+++ DATA FOR THE TASK +++

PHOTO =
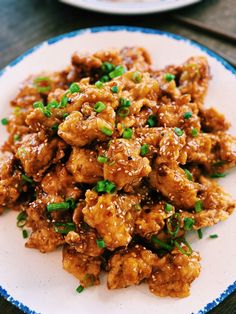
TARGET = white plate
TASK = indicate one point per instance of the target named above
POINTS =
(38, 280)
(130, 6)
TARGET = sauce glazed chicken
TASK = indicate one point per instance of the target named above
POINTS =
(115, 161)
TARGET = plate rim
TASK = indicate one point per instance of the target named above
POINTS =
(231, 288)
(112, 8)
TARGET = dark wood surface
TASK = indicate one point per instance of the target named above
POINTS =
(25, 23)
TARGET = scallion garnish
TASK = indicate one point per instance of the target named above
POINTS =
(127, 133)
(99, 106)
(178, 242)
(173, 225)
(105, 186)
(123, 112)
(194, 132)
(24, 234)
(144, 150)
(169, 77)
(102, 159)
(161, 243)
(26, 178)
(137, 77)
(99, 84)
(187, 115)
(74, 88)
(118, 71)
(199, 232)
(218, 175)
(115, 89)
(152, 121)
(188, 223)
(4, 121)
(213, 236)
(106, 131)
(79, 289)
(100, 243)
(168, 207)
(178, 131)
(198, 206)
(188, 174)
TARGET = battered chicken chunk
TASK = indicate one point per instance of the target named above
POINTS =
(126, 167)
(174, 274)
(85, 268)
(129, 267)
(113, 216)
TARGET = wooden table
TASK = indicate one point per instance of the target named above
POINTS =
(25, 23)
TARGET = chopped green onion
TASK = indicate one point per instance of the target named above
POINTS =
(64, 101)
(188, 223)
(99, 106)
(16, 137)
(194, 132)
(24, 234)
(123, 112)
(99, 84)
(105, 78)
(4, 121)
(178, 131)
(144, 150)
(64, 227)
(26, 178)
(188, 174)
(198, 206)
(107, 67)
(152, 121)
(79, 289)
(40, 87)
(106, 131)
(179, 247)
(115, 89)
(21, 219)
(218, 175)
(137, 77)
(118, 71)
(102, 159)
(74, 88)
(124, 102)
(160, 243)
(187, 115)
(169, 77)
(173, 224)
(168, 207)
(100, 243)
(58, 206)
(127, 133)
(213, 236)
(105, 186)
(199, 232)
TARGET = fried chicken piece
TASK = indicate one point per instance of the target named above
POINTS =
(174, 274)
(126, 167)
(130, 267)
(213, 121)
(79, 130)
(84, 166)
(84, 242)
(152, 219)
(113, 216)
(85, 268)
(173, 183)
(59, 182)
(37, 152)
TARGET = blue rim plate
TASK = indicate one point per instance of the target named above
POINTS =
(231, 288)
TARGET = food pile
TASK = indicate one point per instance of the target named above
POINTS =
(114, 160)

+++
+++ DATA FOR THE TASK +++

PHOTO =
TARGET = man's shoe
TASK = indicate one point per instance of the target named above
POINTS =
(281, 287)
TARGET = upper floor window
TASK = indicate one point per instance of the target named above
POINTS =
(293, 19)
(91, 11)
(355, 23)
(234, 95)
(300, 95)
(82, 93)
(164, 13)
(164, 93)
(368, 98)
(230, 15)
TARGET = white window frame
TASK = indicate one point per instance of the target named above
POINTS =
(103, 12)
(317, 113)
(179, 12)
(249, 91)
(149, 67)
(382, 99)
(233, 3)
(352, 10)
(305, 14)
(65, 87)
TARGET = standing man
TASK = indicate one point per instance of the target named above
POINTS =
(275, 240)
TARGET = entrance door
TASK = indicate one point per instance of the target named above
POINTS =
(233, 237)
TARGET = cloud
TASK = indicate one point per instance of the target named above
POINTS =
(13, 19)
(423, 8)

+++
+++ DATA FOR THE TASK +++

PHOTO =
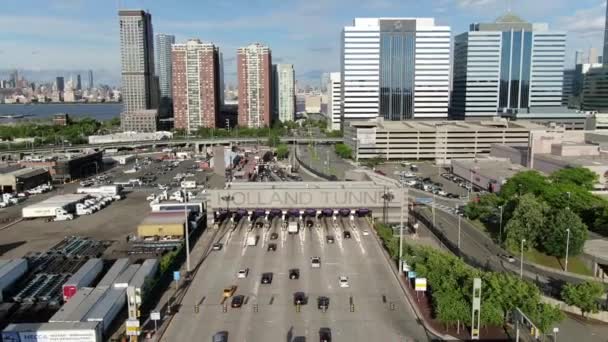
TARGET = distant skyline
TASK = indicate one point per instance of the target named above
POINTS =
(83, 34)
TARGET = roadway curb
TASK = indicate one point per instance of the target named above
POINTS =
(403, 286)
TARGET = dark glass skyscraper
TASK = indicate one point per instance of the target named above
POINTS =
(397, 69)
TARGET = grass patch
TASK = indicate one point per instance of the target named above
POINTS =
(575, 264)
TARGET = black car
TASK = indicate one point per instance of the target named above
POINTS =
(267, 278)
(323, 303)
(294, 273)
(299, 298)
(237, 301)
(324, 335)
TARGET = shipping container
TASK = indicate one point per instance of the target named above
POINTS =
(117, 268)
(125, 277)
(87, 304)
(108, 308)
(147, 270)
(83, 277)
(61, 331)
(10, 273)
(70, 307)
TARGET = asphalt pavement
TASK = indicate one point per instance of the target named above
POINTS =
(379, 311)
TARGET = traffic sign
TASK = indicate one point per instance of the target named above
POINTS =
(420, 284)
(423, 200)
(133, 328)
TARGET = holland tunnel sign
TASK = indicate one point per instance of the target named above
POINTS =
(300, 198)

+++

AIM OF THE EXERCISE: Your answer must consist solely of the lines above between the line holding "TARGET = distant skyline" and the line holding "TARGET = grass patch", inclusive, copied exactly.

RESPONSE BOX:
TARGET = distant skyline
TASK = indicate one point per instance of the target named above
POINTS =
(83, 34)
TARGET = roadway curb
TASK = indicate one point per instance of the target named above
POINTS =
(403, 286)
TARGET = dark glass skyscraper
TASK = indicate one point per instance of the target named above
POINTS =
(397, 69)
TARGET = grass patch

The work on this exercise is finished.